**Texte cité**:
--------

« Où es-tu ? Qui es-tu ? »

Culte du dimanche 13 février 2022
Prédication écrite par le pasteur Pierre Blanzat,
lue lors du culte animé par le pasteur Hervé Missemer et Brigitte Rouby

Textes bibliques : Genèse 3,9-10 ; 2 Corinthiens 4,13-5,1 ; Marc 3,31-35

Frères et sœurs, dans ces textes (pas forcément très simples) nous entendons des questions de toujours : Où es-tu ? Qui es-tu ?

Cela pourrait faire le début d’une prière et d’ailleurs combien de fois de telles prières nous sont montées au cœur… à de multiples occasions :
Où es-tu Seigneur, quand je te cherche à tâtons !
Où es-tu, toi dont je ne perçois pas toujours la présence ? Toi dont je cherche parfois en vain… les traces dans la Bible, dans les Églises, parfois dans les événements de ma vie !
Où es-tu quand la nuit tombe au creux de mon existence ? Où es-tu ? Question fondamentale… et autre question fondamentale :
Qui es-tu Seigneur ? Toi le mystère ? Une force créatrice ? Un esprit ? Une personne ? Une communion de personnes ? Oui qui es-tu, Ô notre Dieu ?
Qui es-tu ? Où es-tu ? Questions éternelles de l’homme à Dieu… Sauf que… dans les textes que nous avons écoutés, ce n’est pas l’être humain qui interroge son Dieu, mais c’est Dieu qui interroge l’être humain.
Où es-tu ? demande Dieu à cet être humain qu’il a façonné ! Cet être qu’il a placé dans un jardin immense et fécond en lui donnant avec la liberté, la responsabilité de le cultiver.

--------

**Liste des données**:
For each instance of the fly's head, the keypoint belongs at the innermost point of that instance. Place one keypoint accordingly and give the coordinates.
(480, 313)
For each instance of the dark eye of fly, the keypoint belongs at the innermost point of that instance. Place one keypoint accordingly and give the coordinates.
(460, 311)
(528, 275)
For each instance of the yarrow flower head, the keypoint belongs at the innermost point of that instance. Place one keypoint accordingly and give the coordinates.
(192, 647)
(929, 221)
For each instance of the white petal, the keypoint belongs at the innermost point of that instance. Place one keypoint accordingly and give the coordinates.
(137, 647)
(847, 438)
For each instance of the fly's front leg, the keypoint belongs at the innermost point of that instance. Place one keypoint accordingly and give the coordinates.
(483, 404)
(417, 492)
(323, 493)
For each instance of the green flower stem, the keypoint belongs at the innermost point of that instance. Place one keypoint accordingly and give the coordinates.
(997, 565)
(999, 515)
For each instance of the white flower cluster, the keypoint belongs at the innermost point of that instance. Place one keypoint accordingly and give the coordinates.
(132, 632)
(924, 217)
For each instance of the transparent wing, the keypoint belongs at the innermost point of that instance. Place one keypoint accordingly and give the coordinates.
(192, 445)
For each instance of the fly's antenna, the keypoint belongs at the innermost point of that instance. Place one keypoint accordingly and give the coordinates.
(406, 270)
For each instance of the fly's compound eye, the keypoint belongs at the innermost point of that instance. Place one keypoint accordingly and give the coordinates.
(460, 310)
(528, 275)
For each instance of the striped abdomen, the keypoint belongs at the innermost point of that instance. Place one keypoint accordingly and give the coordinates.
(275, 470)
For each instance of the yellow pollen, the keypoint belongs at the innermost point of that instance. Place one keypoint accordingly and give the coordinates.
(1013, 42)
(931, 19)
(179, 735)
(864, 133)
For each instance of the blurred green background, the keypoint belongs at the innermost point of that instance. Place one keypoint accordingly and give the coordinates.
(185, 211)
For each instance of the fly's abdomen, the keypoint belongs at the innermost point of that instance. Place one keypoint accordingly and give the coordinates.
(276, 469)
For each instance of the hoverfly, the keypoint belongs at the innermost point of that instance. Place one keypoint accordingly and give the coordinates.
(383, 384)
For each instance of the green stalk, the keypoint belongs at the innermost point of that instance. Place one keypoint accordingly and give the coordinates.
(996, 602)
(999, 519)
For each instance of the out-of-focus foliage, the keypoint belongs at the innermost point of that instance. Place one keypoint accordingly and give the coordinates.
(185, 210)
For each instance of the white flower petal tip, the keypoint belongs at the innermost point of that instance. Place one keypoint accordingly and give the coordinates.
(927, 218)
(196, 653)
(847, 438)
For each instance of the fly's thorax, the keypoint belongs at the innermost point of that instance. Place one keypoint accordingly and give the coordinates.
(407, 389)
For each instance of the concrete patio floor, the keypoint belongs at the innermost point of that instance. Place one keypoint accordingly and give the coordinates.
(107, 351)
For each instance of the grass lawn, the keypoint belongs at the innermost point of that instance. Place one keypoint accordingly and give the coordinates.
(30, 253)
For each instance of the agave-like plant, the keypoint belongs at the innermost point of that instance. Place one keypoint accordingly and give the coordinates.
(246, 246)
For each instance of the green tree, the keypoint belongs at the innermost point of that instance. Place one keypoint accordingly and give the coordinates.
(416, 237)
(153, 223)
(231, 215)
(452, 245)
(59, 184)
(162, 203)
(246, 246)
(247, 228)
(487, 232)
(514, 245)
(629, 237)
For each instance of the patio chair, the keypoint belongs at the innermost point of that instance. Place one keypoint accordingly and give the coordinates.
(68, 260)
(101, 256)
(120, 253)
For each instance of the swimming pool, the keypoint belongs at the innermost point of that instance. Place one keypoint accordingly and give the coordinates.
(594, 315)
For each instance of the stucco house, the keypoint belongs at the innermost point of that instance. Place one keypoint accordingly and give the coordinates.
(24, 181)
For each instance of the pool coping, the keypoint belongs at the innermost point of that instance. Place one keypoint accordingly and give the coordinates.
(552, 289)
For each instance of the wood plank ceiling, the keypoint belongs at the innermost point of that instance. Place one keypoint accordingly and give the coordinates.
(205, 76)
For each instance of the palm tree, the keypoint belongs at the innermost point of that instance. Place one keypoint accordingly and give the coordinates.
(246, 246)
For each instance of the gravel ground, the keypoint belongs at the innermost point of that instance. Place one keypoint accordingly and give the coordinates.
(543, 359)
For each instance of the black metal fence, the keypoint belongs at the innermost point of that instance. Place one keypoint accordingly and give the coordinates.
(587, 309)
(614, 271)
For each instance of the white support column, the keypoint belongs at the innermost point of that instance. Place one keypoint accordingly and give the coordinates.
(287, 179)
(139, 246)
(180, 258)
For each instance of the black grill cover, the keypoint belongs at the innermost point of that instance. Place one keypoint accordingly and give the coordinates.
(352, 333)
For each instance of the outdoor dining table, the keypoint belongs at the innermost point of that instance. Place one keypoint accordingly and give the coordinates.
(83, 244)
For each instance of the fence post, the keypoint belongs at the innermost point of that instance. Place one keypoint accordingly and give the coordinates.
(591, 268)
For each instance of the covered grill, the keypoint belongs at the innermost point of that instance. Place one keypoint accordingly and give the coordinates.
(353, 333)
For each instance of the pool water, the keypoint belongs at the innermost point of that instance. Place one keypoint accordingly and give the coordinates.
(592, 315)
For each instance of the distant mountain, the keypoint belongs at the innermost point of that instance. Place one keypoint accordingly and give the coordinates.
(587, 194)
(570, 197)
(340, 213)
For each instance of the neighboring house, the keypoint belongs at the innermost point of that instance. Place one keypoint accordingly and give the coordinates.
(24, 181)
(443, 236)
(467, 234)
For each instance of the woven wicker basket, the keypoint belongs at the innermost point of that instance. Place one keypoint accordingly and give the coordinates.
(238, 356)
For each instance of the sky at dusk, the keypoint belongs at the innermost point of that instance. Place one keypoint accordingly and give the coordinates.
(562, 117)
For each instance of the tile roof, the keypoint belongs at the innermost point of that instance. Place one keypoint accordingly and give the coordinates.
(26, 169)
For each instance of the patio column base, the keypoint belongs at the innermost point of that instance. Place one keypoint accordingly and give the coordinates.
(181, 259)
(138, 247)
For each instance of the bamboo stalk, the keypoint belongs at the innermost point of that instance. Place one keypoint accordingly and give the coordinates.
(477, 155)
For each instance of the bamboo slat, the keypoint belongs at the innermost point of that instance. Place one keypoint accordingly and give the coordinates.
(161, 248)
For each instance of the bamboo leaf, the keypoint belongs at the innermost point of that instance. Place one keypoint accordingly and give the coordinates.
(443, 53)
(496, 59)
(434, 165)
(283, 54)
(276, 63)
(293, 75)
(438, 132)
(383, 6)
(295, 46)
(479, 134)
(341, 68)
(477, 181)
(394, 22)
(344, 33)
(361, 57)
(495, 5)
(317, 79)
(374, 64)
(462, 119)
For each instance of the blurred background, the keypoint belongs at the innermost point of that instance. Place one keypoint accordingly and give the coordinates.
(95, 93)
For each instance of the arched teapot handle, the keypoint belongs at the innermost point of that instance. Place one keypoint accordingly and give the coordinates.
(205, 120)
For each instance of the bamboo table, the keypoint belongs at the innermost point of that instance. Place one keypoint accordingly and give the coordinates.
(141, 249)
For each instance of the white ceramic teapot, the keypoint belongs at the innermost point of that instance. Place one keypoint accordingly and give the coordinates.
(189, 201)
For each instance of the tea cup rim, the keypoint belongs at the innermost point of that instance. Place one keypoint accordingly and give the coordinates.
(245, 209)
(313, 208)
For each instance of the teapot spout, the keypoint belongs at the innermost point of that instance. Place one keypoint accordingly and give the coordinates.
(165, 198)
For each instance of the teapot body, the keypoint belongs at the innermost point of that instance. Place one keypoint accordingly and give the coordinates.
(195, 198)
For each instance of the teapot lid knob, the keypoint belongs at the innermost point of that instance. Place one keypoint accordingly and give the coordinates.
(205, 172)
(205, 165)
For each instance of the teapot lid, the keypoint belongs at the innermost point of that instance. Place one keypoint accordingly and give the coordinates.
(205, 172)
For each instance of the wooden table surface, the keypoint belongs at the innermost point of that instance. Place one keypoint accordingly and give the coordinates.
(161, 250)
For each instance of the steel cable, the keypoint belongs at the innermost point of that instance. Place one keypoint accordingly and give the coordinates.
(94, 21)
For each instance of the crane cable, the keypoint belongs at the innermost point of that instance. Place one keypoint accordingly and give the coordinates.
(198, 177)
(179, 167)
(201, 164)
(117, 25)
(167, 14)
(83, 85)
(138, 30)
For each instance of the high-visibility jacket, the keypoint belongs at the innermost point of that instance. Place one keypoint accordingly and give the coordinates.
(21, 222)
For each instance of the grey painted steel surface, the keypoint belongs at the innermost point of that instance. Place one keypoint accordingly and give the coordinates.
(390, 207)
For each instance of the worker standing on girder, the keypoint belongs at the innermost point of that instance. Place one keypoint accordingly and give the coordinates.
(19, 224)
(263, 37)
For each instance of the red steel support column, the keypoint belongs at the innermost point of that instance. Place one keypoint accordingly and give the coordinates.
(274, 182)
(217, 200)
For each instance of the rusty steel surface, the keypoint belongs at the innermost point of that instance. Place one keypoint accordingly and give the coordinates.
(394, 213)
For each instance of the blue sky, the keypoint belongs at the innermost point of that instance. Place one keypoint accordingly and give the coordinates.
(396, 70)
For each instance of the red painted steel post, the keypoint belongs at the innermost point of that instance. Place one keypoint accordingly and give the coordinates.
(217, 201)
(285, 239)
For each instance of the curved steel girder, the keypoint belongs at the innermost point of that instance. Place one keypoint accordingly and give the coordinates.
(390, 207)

--------

**Consigne donnée**: Rédigez la suite de la prédication « Où es-tu ? Qui es-tu ? » en reprenant juste après sa dernière phrase.

**Réponse rédigée**:
Où es-tu ? demande Dieu… car dès le commencement ce n’est pas l’homme qui cherche Dieu, c’est Dieu qui se met en quête de l’homme ! Dès l’origine, ce n’est pas Dieu qui se cache, mais l’être humain qui se cache… à peine qu’il a goûté à la liberté … à peine a-t-il expérimenté qu’il ne pourrait pas éternellement tenter de se défausser sur les autres, sur un serpent ou sur une compagne…

L’être humain se cache… sitôt que sa prétention à l’autonomie, le met à nu, le met à découvert… à peine, il prend conscience qu’il est vulnérable, que l’homme prend peur et se cache de Dieu… D’où la question de Dieu à l’homme : où es-tu ? Question éternelle, question essentielle, question originelle… question qui ouvre la révélation biblique.
Où est l’homme ? Où se cache-t-il ?… et, l’on perçoit immédiatement que si l’histoire biblique est bien « révélation de Dieu », elle est tout autant « révélation de l’Homme »… dévoilement de l’être humain pour l’aider à sortir de sa cachette afin de s’exposer à la vie.
Où es-tu… Et qui es-tu : Questions posées à l’être humain que nous sommes ! Mais peut-être que ces questions ne se posent pas vraiment pour nous…

Où es-tu ? Je suis dans un temple… je ne me cache pas, nous ne nous cachons pas de Dieu, nous sommes dans un temple, dans une Église.
Et qui sommes-nous ? Nous sommes chrétiens, nous sommes baptisés, nous sommes de la famille de Jésus, nous le revendiquons haut et fort peut-être ! Et nous n’avons pas forcement tort ! L’Évangile cependant nous rappelle en quelques mots que se revendiquer de la famille de Jésus, ne saurait se limiter à un tampon sur une carte d’identité, à un arbre généalogique, ni même à un certificat de baptême. Être de la famille de Jésus, être pour lui un frère ou une mère, cela suppose d’abord et avant tout de faire la volonté de Dieu lui-même.

Ce « qui es-tu » résonne avec un « que fais-tu » ? Ta propre volonté… celle des autres… celle du système… ou bien celle du « Tout Autre » !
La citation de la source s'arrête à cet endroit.